+++ EXTRAIT CHOISI

Des Lévy et des Bloch

Petit-fils et arrière petit-fils de grand rabbin de France, fils et neveu de polytechnicien, Bernard Lévi sort d’une de ces grandes familles qui ont su concilier leur identité juive avec un sens du patriotisme aigu. Mais quand la France de Pétain capitule, le destin de cette grande famille bascule, comme celui de près de 300 000 juifs installés en France plus ou moins récemment.

C’est dans ce contexte que le jeune Lévi passe le concours de l’École polytechnique, par deux fois d’ailleurs, en 1940 et 1941. Lorsqu’il intègre en 5/2, le statut des juifs est déjà promulgué et il a la chance de faire parti du quota de juifs admis, 3% de 200 élèves, soit 6 en tout. Ce livre raconte son parcours, depuis le lycée avant la guerre, jusqu’à sa sortie en 1943, qui le pousse à s’engager dans la résistance, au sein d’un réseau de renseignement.

++++++
+++ ENREGISTREMENTS DE DONNÉES

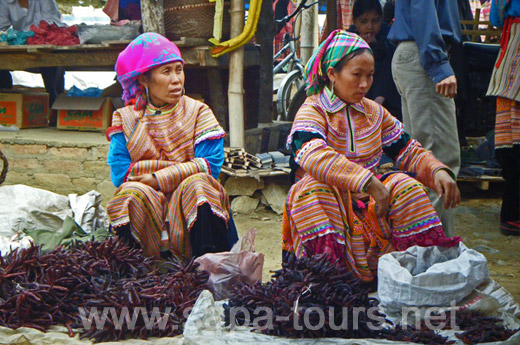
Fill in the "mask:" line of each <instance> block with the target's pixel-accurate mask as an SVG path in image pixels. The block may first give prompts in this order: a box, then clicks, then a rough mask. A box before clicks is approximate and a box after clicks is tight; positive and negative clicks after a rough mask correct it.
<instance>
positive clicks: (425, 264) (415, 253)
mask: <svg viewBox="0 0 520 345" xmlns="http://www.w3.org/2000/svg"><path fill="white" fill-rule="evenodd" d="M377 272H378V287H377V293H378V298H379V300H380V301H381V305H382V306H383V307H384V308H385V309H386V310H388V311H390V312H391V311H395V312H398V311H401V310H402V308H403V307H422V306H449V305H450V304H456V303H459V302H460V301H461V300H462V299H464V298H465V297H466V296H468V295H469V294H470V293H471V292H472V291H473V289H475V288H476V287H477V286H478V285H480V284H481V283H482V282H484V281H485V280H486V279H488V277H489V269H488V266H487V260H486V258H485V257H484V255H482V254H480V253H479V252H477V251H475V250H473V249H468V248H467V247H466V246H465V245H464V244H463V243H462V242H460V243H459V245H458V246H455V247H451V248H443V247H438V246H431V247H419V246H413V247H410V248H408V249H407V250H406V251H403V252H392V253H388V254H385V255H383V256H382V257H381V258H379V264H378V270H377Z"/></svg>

++++++
+++ ENREGISTREMENTS DE DONNÉES

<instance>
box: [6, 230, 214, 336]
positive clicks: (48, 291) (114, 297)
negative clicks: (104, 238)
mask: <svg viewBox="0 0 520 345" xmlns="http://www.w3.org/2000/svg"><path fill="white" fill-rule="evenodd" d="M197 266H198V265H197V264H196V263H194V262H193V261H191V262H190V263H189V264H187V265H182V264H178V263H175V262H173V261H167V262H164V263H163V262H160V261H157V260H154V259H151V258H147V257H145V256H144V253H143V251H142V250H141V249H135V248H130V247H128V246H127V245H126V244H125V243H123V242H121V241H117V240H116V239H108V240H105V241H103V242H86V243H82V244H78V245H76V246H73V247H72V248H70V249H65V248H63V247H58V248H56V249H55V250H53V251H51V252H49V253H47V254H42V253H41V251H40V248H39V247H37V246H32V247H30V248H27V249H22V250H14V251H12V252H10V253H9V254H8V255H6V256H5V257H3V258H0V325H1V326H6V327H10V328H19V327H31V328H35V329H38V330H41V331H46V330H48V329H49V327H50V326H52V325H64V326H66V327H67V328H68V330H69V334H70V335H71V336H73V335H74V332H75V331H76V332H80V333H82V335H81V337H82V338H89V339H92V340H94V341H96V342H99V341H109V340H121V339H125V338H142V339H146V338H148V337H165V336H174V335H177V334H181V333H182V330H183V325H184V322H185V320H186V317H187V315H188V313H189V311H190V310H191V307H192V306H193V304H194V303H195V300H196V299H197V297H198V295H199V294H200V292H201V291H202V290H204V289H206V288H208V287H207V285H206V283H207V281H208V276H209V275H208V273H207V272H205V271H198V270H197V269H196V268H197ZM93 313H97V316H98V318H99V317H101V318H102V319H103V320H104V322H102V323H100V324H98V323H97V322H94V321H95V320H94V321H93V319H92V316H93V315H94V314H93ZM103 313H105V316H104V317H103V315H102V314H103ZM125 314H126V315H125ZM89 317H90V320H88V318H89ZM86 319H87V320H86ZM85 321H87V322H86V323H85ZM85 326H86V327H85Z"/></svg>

++++++

> _ÉNONCÉ DU PROBLÈME_
Pouvez-vous rédiger la suite du texte sur le parcours de Bernard Lévi à Polytechnique, en partant de sa dernière phrase ? Les enregistrements ne sont pas nécessaires ici.

> _RÉPONSE ATTENDUE_
Épuration, j’oublierai ton nom

X bis est un livre terrible, qui fait le constat amer d’une épuration ratée, du moins largement évitée. La solidarité polytechnicienne à cette époque voulait dire quelque chose, et Bernard Lévi rappelle comment les erreurs antisémites, les errements vychistes des uns et des autres ont été rapidement passés sous silence.

Ce livre est donc doublement intéressant. D’une part, il relate un pan de l’histoire de l’École polytechnique peu ou mal connu des générations actuelles. On y retrouve quelques illustres qui ont collaboré avec conviction, comme Bichelonne, le major des majors. On y trouve, d’autre part, un récit très personnel de cette période, de ses détails comme de ses grandes lignes. Dernière particularité de ce livre, il s’appuie bien sûr sur des souvenirs personnels, mais aussi, et principalement, sur les lettres écrites par son auteur à un de ses amis proches, disparu peu avant la rédaction du livre : la fille de ce dernier ayant retrouvé les précieux échanges, conservés intacts par leur destinataire, les avait portés à Bernard Lévi, qui s’est appuyé dessus pour construire son récit chronologique.

Bref, voici un livre à lire sans hésiter.